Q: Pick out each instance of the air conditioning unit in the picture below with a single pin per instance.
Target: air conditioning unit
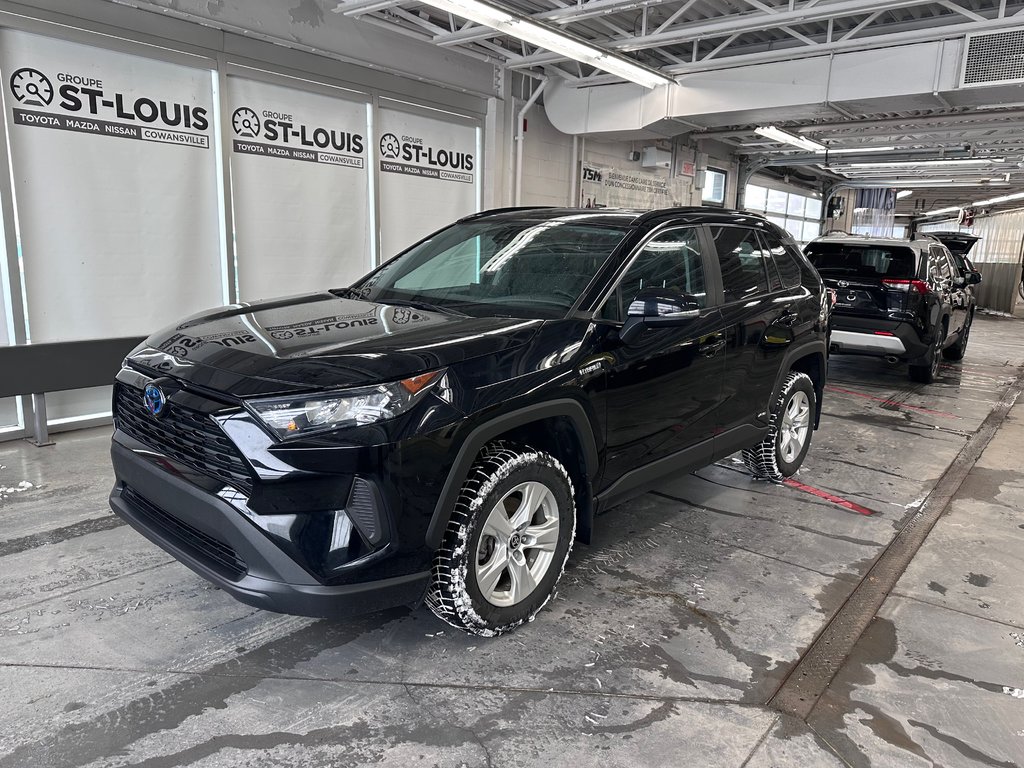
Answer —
(993, 58)
(651, 157)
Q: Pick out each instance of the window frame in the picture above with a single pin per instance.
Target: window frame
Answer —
(713, 281)
(757, 231)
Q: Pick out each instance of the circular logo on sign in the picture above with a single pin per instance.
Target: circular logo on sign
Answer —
(155, 399)
(32, 87)
(390, 145)
(246, 122)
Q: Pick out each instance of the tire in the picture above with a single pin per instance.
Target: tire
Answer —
(957, 350)
(781, 452)
(926, 374)
(487, 579)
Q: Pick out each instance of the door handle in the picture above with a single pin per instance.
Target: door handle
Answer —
(712, 347)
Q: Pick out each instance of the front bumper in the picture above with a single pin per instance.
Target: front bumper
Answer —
(210, 536)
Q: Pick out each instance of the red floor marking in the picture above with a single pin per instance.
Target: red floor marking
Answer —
(826, 496)
(887, 401)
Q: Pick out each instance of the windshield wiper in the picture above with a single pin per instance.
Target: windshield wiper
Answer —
(425, 306)
(349, 293)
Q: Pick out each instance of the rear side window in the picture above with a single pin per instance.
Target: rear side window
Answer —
(855, 260)
(743, 260)
(672, 259)
(785, 260)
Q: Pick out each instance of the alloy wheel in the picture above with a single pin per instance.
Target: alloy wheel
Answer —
(795, 426)
(517, 544)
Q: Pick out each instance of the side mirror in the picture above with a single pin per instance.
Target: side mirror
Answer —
(658, 307)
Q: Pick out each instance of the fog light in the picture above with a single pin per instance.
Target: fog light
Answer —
(342, 532)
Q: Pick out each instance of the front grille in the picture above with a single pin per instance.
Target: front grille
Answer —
(187, 436)
(216, 554)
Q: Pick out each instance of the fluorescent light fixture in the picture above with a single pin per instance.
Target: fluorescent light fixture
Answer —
(553, 40)
(996, 201)
(928, 163)
(777, 134)
(859, 150)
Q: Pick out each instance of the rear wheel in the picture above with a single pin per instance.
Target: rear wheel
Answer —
(507, 542)
(925, 374)
(781, 452)
(957, 350)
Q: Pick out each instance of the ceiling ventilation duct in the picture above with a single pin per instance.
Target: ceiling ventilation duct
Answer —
(994, 58)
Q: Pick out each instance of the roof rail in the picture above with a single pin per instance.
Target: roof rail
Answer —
(491, 211)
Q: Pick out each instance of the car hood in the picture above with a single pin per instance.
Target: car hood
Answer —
(320, 341)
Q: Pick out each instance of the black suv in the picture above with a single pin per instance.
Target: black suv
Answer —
(450, 424)
(898, 299)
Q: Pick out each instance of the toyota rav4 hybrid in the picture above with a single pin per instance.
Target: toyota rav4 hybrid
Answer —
(902, 300)
(445, 427)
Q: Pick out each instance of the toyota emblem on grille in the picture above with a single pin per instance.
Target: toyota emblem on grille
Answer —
(155, 399)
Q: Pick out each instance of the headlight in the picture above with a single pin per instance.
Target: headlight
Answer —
(292, 416)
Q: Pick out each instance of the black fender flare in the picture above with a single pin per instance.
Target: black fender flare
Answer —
(498, 425)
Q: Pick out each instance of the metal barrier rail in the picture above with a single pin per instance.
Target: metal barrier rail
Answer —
(55, 367)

---

For the listing above, identify each line bearing "hybrid".

• Task output
Q: Pick out each instance of the toyota rav4 hybrid in the picture above with a single pin per instance.
Target: toyota rav4 hybrid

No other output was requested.